### EXERCISE DETAILS
Where the listing below has a line containing "motorcycle wheel, placing", output that line and all lines after it, verbatim, and no others.

### PROVIDED INFORMATION
_ _ _ _

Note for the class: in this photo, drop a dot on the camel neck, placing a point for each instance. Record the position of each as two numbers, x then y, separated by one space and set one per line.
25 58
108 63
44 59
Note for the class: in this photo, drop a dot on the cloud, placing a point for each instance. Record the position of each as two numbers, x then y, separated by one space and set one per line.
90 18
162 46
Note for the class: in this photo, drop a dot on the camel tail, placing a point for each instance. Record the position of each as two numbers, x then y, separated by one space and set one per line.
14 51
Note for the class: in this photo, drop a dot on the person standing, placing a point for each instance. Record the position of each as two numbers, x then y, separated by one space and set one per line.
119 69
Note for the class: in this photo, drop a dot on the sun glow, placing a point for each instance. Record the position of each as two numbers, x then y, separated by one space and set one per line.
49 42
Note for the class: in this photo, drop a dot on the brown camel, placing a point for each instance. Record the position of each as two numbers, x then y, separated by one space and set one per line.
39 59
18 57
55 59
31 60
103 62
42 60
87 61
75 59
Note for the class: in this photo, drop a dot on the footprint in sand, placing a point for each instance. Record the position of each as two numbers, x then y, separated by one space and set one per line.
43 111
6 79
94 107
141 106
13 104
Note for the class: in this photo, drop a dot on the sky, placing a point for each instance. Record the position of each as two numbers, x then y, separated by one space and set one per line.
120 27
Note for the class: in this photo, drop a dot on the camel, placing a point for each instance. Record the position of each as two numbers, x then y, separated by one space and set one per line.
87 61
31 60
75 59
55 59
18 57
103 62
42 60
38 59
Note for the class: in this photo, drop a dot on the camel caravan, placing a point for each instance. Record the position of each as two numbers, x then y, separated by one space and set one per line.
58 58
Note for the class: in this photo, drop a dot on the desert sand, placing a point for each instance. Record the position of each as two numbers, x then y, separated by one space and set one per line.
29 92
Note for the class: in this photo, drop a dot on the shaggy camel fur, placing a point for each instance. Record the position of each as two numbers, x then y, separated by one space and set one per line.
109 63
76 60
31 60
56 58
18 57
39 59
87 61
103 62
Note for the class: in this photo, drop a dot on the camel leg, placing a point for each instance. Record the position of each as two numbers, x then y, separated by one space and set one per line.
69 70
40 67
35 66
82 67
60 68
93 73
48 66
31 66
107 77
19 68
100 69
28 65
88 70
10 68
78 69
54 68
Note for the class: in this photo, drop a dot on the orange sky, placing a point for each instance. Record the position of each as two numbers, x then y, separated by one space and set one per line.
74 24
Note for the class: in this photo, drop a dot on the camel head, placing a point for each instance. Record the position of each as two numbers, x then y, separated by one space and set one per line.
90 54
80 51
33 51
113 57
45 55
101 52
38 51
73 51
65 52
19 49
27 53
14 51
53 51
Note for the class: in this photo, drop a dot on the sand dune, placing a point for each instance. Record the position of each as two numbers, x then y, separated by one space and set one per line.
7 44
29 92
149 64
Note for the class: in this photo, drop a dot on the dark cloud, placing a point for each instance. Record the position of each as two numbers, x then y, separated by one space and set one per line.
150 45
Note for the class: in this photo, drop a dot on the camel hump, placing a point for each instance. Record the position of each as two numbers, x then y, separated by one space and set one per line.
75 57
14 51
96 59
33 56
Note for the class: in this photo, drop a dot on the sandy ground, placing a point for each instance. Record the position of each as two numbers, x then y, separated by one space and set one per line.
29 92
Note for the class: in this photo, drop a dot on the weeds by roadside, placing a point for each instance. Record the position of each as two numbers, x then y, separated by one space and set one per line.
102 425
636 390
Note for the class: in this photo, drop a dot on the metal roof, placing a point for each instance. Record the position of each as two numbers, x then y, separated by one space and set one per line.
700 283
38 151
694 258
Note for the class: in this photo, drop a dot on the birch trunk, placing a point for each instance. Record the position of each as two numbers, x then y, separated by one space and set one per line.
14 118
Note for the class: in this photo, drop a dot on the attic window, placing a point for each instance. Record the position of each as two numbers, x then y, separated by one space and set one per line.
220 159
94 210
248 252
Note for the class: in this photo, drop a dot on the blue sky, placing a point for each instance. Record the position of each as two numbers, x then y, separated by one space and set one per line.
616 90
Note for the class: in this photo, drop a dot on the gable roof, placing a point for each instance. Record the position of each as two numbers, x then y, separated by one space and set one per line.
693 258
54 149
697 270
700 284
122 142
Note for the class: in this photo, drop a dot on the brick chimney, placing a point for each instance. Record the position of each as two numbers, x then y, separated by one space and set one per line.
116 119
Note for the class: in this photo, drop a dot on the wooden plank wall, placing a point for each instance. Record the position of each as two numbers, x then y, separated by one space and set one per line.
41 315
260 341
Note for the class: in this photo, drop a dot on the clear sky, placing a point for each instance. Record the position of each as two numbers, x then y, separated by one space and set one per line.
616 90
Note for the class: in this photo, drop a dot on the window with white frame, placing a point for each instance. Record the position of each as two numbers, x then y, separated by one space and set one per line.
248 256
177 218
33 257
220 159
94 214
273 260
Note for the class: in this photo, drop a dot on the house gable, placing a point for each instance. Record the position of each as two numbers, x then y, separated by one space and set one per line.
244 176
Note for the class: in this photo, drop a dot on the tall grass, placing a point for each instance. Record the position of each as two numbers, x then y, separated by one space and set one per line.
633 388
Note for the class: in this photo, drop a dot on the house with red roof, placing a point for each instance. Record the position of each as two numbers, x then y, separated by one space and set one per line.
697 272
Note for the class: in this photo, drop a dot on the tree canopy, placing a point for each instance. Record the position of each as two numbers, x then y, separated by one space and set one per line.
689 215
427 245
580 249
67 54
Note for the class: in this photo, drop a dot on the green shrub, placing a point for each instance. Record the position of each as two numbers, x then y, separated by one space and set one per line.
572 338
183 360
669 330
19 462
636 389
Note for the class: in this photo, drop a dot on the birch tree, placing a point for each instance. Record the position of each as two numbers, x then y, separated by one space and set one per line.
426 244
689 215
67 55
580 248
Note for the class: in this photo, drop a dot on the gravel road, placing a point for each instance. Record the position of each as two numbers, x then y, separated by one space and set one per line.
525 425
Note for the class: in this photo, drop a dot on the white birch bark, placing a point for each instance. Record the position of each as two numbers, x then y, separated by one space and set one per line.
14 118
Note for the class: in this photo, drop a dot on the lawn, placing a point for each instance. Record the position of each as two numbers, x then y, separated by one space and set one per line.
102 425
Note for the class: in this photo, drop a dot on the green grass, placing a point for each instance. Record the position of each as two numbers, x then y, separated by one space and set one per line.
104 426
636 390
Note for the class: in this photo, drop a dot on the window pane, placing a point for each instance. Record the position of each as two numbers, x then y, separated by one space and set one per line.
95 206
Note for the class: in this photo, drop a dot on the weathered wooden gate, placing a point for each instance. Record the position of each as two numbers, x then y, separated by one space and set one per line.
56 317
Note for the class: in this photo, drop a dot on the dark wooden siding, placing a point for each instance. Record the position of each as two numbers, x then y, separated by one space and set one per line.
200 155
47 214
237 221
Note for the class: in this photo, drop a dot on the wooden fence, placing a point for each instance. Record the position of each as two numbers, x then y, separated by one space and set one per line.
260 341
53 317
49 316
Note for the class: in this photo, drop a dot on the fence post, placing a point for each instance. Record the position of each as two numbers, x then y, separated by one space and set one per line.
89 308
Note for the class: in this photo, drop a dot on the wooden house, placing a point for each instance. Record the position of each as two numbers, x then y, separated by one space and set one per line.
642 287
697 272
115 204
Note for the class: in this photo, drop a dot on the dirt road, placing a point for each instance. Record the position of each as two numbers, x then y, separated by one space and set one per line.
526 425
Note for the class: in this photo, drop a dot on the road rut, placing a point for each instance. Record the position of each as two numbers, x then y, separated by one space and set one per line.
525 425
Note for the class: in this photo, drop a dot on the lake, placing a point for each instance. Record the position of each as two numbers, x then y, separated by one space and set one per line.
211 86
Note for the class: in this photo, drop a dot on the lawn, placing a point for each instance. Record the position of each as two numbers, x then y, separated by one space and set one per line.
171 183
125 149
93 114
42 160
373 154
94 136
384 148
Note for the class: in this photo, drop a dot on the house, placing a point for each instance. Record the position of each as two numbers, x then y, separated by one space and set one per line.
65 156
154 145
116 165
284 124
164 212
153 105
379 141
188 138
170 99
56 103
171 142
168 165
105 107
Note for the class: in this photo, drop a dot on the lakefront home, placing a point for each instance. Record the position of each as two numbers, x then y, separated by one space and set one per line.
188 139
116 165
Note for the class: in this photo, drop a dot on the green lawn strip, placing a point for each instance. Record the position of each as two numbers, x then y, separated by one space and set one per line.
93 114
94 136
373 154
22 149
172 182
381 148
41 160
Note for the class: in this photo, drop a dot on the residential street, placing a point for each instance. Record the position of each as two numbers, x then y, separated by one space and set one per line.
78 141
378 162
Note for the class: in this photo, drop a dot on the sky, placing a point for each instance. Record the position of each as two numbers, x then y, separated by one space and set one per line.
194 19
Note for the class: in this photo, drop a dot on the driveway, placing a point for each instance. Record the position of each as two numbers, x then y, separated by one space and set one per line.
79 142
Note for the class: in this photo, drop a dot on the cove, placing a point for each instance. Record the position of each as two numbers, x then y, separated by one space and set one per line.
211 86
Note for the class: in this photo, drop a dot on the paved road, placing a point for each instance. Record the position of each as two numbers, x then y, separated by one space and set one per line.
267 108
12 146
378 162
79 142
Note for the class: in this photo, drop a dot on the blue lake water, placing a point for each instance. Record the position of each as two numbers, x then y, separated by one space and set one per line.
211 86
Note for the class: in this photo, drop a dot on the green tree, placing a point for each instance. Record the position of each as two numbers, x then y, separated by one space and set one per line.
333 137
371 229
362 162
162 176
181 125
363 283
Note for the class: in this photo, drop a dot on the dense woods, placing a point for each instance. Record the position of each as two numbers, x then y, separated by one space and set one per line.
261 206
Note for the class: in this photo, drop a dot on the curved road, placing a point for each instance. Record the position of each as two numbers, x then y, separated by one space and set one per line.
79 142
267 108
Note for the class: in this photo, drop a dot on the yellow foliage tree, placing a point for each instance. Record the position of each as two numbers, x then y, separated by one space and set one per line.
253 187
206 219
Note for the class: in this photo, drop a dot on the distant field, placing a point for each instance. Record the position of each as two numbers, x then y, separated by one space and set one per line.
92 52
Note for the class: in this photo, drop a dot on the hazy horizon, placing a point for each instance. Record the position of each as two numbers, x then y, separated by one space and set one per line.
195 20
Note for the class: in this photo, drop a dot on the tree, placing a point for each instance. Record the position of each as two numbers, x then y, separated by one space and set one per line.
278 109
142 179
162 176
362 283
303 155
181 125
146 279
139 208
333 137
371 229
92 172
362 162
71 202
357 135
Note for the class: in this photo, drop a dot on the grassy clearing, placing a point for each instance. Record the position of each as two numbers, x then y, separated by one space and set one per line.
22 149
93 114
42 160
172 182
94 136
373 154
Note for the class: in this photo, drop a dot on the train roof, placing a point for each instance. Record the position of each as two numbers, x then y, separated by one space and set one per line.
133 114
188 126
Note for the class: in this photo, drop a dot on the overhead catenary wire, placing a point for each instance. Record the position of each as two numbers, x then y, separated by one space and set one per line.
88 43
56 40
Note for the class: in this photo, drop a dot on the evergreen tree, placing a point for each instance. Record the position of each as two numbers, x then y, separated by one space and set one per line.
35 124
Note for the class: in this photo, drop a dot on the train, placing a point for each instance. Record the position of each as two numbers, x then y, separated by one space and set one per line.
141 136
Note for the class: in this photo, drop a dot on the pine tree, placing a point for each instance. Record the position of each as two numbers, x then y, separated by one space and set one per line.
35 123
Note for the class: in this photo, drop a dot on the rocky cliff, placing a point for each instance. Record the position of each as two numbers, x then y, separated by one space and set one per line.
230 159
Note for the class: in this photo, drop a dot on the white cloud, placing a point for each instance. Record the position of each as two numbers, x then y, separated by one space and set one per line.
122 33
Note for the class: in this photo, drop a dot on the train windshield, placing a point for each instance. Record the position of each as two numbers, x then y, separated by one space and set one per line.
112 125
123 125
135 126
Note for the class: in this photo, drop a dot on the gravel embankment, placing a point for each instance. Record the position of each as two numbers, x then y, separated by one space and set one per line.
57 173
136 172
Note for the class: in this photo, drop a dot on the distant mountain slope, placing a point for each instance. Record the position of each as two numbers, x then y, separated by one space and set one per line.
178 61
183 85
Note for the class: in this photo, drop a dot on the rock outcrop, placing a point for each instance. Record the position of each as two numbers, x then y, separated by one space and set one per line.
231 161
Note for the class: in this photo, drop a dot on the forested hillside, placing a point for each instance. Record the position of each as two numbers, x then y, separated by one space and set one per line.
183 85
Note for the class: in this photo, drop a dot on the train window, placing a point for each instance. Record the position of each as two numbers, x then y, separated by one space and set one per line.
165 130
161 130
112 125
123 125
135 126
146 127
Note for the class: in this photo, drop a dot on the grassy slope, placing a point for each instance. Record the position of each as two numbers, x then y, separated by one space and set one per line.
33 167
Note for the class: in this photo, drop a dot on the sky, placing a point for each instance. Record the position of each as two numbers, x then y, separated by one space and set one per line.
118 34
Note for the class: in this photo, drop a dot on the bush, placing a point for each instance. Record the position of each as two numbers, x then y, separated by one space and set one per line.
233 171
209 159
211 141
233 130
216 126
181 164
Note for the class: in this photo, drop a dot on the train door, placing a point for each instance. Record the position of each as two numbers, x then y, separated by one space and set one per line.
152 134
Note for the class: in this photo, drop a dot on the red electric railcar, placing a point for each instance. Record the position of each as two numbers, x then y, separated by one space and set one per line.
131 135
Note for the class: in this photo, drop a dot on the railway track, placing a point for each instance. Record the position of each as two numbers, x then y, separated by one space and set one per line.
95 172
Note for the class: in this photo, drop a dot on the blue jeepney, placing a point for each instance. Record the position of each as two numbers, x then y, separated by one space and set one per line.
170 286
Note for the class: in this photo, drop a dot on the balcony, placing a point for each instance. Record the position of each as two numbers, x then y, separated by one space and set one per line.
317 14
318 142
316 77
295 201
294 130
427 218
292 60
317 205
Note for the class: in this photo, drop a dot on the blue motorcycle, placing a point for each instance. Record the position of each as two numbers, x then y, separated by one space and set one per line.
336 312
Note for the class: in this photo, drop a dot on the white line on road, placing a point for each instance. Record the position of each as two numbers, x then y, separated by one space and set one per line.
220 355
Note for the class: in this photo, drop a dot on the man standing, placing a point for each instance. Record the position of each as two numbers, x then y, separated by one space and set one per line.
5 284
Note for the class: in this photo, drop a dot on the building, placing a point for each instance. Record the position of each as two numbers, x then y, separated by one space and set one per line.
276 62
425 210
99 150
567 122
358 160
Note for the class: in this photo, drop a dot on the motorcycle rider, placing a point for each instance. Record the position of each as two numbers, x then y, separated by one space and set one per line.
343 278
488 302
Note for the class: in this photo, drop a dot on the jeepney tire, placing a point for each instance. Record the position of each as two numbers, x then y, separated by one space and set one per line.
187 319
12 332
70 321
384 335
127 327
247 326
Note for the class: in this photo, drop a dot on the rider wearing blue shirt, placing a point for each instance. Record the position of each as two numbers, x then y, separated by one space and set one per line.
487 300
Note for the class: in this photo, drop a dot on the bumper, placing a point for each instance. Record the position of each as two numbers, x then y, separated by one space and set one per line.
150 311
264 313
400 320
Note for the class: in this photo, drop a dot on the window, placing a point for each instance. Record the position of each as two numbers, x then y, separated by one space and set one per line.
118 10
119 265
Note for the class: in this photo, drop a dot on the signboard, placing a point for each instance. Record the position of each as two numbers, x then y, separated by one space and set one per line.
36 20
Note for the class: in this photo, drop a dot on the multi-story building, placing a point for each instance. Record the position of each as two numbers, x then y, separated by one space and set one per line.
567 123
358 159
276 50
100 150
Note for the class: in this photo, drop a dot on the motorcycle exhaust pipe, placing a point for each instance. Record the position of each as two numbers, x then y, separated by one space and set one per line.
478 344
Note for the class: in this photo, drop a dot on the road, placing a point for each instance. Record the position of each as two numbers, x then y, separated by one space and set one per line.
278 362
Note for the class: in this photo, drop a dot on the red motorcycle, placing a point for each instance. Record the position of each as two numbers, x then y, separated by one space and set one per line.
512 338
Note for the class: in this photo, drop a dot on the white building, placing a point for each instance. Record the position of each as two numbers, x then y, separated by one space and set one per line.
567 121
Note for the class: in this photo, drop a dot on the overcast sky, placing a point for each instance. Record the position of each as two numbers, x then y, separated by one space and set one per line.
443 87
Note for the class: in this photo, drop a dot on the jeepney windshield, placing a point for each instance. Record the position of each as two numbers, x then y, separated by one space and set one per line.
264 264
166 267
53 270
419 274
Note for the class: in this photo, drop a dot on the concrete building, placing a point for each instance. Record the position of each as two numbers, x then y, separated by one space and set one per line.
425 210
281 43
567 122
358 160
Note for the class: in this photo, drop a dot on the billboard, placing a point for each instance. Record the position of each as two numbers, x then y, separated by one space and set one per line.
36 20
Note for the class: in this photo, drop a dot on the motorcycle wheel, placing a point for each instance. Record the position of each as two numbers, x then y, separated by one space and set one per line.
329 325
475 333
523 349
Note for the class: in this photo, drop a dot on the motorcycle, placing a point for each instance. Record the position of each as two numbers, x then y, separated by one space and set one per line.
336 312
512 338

_ _ _ _

### THE COMPLETED TASK
Note for the class: in this photo, drop a dot on the motorcycle wheel, placing a point for each instance. Record the position of each as two numbers, x then y, separated by one space and set one per line.
329 325
475 333
523 349
Note for the class: in this photo, drop a dot on the motorcycle, placing a point for each instance. Record the position of each as two numbers, x then y, separated by one space and set one per line.
336 312
512 338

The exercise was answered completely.